→ **WORK INSTRUCTIONS**
Would you return the complete listing below word for word?

[START EXCERPTED RECORDS]

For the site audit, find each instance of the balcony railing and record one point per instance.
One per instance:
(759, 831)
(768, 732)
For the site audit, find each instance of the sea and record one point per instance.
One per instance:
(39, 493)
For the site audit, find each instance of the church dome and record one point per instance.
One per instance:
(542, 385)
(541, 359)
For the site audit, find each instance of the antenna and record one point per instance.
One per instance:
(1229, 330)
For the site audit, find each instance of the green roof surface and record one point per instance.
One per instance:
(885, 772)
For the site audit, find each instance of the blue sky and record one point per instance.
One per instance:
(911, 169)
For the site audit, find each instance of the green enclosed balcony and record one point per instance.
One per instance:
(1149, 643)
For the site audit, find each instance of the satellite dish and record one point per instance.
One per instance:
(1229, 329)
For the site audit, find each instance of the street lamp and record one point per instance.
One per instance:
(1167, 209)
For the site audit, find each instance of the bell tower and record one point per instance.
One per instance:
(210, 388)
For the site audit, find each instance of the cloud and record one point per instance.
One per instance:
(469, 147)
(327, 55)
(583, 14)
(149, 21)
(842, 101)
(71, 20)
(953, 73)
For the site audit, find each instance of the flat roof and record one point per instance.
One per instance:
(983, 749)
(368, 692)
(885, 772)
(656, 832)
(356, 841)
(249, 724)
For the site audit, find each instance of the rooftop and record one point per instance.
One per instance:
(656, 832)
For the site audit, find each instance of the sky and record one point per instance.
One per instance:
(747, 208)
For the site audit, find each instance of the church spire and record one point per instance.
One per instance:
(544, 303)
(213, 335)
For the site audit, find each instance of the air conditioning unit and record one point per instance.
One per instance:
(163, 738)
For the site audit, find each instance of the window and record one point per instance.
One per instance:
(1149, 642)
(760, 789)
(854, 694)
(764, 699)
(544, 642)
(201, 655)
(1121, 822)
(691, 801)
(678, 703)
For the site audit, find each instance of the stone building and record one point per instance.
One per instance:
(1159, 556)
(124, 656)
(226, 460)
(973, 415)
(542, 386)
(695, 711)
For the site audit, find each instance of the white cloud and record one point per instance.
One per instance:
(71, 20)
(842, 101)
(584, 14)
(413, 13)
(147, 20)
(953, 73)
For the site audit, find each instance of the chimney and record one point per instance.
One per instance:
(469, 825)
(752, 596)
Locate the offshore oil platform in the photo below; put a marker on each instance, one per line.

[END EXCERPTED RECORDS]

→ **RESULT BELOW**
For the site audit, find each instance of the balcony railing and record one point per instance.
One per instance:
(759, 831)
(768, 732)
For the site audit, find each instance of the sea and record one point per instance.
One per instance:
(39, 493)
For the site audit, find each instance of the church dome and record one point per instance.
One per instance:
(542, 385)
(541, 359)
For the site audit, find each instance of the antenna and record one point per instance.
One per instance:
(1229, 330)
For the site audit, find each instance of the green roof surface and record one point per instance.
One per instance:
(885, 772)
For the site audit, find each instance of the blue sky and record one point per instance.
One per instance:
(911, 169)
For the site audit, find each instance of the green enclosed balcony and record one point per instance.
One per instance:
(1149, 643)
For the site audit, find each instance of the satellite dish and record one point per instance.
One per instance:
(1229, 329)
For the site audit, find each instance of the street lamp and record one point per instance.
One per instance:
(1167, 209)
For the site audit, find each instance of the bell tower and record one point per instance.
One per instance:
(210, 388)
For the site audit, find each instance of the cloud and record one point per instance.
One per instance:
(469, 147)
(327, 55)
(583, 14)
(149, 21)
(842, 101)
(71, 20)
(953, 73)
For the site audit, find each instance of the flat roof and record one point per instance.
One per instance:
(983, 749)
(368, 692)
(885, 772)
(656, 832)
(356, 841)
(249, 724)
For the site audit, find each instance of the rooftop and record one point per instance.
One per instance:
(656, 832)
For the site audit, find each instance of the sky and record one point per instance.
One per instance:
(747, 208)
For the site audit, find each instance of the church spire and record one point per instance.
One per instance:
(544, 303)
(213, 335)
For the site audit, find each instance of the air conditioning unit and record one point per instance.
One per instance:
(163, 738)
For the site audit, find each instance of the window and record one point per instance.
One per instance:
(1149, 642)
(760, 789)
(854, 694)
(764, 699)
(544, 642)
(201, 655)
(1121, 822)
(691, 801)
(678, 703)
For the site audit, find each instance of the stone building and record one point per instance.
One per instance:
(1159, 556)
(124, 656)
(226, 460)
(973, 415)
(542, 386)
(695, 711)
For the site audit, find each instance of the white cloud and record one point per instance.
One per instance:
(71, 20)
(842, 101)
(584, 14)
(413, 13)
(147, 20)
(953, 73)
For the site audit, find each instance of the chimney and record one point per instance.
One per instance:
(469, 825)
(752, 596)
Locate the offshore oil platform in the photo below; put a marker on each instance, one per line.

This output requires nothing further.